→ Exercise
Here are the records. Write out exactly the lines between the one holding "Query: puddle reflecting fire" and the one holding "of the night", inclusive.

→ Supplied material
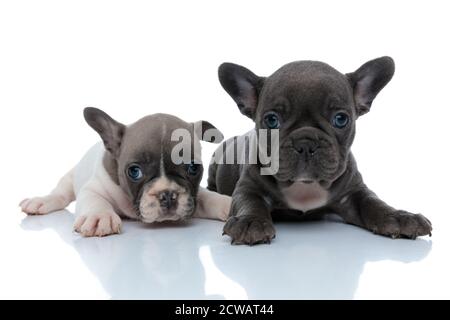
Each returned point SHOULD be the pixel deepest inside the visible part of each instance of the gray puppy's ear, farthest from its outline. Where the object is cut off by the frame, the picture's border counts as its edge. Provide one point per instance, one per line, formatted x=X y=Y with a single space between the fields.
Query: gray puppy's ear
x=368 y=81
x=205 y=131
x=109 y=129
x=242 y=85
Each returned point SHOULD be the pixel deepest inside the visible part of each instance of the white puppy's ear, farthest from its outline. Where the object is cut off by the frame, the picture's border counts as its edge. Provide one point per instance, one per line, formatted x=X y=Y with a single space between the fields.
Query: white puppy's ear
x=368 y=81
x=109 y=129
x=205 y=131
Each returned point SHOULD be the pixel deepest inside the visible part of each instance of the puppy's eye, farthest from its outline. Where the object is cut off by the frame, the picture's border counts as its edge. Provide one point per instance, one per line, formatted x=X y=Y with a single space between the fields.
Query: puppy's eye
x=271 y=120
x=193 y=168
x=135 y=172
x=340 y=120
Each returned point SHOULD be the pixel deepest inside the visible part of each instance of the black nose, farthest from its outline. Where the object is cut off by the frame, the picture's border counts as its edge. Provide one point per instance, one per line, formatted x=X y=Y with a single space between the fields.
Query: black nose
x=306 y=148
x=168 y=199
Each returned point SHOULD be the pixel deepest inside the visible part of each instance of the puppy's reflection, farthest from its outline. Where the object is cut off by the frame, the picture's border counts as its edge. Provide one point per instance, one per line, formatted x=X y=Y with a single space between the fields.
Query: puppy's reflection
x=144 y=262
x=318 y=259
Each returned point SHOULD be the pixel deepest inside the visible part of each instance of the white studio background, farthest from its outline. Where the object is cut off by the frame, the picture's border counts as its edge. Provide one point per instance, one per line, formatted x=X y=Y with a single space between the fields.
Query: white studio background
x=133 y=58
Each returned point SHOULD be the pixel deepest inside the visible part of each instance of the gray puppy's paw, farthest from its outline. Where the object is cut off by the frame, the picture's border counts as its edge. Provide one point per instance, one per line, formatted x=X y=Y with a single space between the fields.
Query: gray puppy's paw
x=249 y=230
x=403 y=224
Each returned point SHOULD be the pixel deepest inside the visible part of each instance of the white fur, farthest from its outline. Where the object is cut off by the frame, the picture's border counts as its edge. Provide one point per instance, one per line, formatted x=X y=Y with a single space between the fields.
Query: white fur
x=304 y=197
x=101 y=202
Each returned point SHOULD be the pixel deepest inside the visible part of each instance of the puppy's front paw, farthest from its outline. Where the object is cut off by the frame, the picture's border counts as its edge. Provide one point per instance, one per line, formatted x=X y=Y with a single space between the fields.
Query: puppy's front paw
x=222 y=209
x=403 y=224
x=249 y=230
x=98 y=224
x=43 y=205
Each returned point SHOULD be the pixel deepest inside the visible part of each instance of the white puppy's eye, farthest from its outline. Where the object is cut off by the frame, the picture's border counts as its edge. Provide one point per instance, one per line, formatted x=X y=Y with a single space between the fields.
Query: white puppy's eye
x=134 y=172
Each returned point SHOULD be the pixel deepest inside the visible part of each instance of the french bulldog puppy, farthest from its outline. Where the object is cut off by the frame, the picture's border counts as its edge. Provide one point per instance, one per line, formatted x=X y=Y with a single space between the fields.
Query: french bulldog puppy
x=132 y=175
x=313 y=109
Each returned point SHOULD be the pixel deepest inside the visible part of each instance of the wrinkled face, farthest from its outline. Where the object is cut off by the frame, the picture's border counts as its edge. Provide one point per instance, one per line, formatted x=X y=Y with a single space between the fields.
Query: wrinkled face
x=160 y=189
x=315 y=115
x=156 y=161
x=313 y=106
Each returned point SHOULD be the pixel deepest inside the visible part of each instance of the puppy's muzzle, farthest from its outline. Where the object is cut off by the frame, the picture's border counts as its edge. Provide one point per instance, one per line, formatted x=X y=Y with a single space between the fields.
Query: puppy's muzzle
x=168 y=199
x=306 y=148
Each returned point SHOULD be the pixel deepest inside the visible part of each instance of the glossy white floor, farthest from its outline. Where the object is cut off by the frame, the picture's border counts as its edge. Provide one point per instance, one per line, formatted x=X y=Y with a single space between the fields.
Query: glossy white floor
x=44 y=259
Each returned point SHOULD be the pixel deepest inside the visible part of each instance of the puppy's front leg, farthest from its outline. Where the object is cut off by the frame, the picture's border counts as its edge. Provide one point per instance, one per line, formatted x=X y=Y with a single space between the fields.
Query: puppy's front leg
x=212 y=205
x=363 y=208
x=250 y=221
x=96 y=216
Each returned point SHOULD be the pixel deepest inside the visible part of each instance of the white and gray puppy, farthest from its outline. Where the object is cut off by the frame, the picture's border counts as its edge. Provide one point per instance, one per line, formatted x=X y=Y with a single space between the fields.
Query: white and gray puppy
x=132 y=175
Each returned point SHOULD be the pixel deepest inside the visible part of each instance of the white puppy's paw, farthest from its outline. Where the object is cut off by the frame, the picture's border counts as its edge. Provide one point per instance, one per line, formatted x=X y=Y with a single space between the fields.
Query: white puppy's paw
x=98 y=224
x=43 y=205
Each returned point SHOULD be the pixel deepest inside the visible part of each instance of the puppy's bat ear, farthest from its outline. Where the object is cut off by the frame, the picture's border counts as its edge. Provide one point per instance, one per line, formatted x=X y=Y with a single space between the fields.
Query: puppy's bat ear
x=242 y=85
x=109 y=129
x=205 y=131
x=368 y=81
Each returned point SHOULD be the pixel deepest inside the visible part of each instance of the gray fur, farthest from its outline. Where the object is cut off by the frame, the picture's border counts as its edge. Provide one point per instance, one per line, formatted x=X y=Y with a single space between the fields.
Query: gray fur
x=306 y=95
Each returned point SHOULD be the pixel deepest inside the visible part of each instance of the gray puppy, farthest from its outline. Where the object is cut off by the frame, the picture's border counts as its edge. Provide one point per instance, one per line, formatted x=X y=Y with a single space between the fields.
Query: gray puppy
x=132 y=174
x=314 y=107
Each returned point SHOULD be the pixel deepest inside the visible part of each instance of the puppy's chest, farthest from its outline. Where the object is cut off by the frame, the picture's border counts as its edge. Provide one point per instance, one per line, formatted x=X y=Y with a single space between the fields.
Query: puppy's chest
x=305 y=197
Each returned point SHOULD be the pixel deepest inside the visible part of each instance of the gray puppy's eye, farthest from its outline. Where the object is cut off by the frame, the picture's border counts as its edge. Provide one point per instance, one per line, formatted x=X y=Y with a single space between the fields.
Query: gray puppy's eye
x=340 y=120
x=271 y=120
x=134 y=172
x=193 y=168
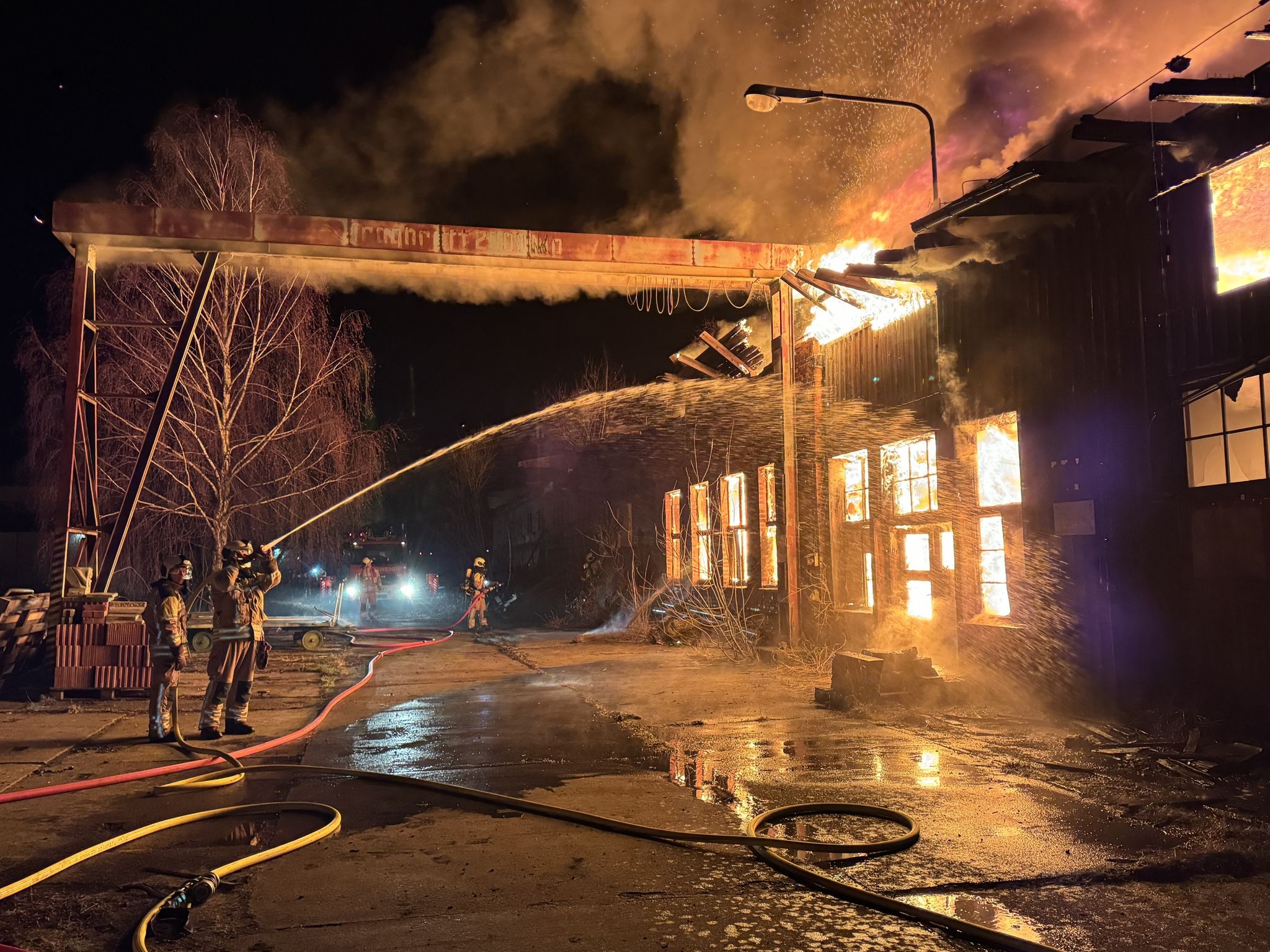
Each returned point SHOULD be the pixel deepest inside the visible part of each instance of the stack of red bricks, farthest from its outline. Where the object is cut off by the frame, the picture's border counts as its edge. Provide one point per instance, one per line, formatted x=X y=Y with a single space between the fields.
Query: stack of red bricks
x=99 y=654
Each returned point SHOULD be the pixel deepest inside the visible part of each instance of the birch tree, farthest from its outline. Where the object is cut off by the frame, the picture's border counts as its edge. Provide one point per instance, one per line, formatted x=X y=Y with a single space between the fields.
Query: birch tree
x=271 y=416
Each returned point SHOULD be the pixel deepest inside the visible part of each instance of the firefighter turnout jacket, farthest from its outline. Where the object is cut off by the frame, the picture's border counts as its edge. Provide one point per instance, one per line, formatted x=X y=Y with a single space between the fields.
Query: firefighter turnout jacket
x=238 y=601
x=166 y=619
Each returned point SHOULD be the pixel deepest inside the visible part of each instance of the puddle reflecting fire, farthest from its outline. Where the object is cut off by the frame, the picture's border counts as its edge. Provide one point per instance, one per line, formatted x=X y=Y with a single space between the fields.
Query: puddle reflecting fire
x=977 y=909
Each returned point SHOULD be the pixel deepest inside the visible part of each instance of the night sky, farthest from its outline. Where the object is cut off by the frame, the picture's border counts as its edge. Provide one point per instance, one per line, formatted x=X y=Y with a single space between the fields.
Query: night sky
x=93 y=86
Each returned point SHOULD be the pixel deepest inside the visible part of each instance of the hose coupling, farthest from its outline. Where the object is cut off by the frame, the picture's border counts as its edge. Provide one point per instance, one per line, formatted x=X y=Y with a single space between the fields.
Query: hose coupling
x=172 y=922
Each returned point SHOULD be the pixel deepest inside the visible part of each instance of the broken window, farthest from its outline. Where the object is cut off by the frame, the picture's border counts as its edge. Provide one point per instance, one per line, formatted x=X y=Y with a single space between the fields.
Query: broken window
x=1227 y=438
x=992 y=566
x=996 y=455
x=768 y=526
x=910 y=470
x=851 y=536
x=703 y=553
x=735 y=539
x=921 y=598
x=673 y=524
x=855 y=482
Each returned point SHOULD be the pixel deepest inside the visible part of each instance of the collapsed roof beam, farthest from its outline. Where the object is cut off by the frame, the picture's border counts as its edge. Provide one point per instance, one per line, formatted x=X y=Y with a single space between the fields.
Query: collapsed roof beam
x=981 y=196
x=850 y=281
x=711 y=340
x=696 y=366
x=1091 y=128
x=1238 y=90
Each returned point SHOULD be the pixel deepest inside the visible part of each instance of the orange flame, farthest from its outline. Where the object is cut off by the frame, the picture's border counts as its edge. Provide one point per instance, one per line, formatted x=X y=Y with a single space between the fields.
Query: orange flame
x=997 y=460
x=1241 y=221
x=835 y=319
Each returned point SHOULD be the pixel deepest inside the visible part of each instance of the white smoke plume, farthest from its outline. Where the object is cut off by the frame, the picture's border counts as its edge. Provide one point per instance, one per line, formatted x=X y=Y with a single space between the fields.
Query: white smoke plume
x=655 y=86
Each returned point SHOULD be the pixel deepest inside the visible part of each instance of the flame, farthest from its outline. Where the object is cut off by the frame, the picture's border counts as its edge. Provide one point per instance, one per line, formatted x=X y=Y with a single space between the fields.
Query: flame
x=1241 y=221
x=833 y=319
x=996 y=448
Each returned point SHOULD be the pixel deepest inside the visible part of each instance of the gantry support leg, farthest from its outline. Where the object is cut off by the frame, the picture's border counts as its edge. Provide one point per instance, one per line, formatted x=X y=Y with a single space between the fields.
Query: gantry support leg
x=133 y=494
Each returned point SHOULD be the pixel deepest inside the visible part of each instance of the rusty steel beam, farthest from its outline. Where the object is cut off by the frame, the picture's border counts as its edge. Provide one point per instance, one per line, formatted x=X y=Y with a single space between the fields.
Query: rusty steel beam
x=1238 y=90
x=133 y=494
x=407 y=250
x=711 y=340
x=696 y=366
x=68 y=466
x=783 y=328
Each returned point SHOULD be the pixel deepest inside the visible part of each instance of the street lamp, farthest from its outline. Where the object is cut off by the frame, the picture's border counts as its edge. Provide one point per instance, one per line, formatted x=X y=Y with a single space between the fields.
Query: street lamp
x=762 y=99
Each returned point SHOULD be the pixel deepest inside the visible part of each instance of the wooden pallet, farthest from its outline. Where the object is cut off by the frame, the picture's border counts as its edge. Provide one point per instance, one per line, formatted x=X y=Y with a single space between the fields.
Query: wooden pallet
x=98 y=694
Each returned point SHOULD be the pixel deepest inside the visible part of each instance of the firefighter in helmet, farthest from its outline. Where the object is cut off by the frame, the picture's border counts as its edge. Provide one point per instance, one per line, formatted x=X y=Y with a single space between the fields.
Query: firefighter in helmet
x=238 y=637
x=167 y=611
x=474 y=587
x=371 y=584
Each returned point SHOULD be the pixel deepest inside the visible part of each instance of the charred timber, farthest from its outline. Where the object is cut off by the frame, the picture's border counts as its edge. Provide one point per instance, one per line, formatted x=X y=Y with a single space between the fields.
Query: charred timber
x=1242 y=90
x=1091 y=128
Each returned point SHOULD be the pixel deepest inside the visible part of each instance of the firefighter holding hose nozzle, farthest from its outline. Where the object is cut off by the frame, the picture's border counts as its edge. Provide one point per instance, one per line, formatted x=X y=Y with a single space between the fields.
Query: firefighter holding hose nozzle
x=238 y=637
x=167 y=611
x=477 y=586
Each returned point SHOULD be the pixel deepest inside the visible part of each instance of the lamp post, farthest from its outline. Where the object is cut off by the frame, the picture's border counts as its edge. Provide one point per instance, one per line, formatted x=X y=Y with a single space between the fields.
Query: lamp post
x=762 y=99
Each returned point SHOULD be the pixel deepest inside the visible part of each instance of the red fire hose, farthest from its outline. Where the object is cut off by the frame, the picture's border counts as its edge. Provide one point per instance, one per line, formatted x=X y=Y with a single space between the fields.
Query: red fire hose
x=208 y=760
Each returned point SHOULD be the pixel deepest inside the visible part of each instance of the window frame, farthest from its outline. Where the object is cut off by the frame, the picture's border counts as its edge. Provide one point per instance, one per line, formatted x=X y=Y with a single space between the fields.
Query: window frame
x=769 y=562
x=734 y=528
x=675 y=566
x=1226 y=433
x=893 y=482
x=701 y=534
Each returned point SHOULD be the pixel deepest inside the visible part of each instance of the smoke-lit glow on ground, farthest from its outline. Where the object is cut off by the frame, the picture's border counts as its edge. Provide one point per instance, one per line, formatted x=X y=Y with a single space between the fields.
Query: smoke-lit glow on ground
x=833 y=319
x=1241 y=221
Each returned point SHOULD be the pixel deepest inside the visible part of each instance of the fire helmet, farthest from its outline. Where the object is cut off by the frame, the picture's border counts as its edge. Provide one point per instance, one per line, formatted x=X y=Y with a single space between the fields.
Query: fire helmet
x=236 y=551
x=168 y=564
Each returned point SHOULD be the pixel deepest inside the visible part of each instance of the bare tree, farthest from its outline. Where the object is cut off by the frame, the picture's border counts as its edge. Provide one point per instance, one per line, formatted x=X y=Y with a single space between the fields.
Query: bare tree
x=267 y=423
x=466 y=482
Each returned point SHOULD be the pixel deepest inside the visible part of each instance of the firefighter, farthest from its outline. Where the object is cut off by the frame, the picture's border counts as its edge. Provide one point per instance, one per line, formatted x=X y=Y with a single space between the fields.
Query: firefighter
x=167 y=611
x=371 y=586
x=474 y=587
x=238 y=637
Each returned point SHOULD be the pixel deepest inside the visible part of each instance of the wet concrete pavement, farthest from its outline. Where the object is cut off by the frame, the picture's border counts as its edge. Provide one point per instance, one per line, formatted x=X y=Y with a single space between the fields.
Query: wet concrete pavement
x=673 y=738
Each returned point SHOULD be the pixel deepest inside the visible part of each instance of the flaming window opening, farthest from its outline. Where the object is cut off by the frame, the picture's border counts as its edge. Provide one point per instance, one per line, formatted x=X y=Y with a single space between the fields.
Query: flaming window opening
x=996 y=450
x=1241 y=221
x=768 y=518
x=855 y=480
x=673 y=524
x=735 y=541
x=703 y=551
x=921 y=598
x=910 y=469
x=992 y=566
x=917 y=552
x=835 y=318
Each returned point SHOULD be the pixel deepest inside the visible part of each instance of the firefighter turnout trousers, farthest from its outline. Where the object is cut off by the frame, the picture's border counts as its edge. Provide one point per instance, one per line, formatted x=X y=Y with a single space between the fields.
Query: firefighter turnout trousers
x=230 y=672
x=478 y=610
x=164 y=678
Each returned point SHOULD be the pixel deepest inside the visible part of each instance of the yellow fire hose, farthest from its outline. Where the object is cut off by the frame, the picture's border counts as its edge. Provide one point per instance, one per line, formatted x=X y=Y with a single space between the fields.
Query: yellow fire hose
x=168 y=917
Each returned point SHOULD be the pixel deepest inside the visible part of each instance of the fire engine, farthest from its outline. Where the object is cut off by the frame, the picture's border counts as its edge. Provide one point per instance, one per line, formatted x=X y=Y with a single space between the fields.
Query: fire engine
x=391 y=558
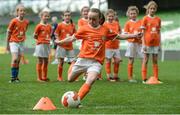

→ Answer to the exercise
Query: puddle reflecting fire
x=977 y=909
Each returned point SHOULD be the pixel deepest inside the visible part of each instance of the night sky, farthest from its outline. Where the object is cut off by the frame, the picture's border counts as its edge. Provide one point per instance, one per line, formatted x=X y=Y with a single space between the fields.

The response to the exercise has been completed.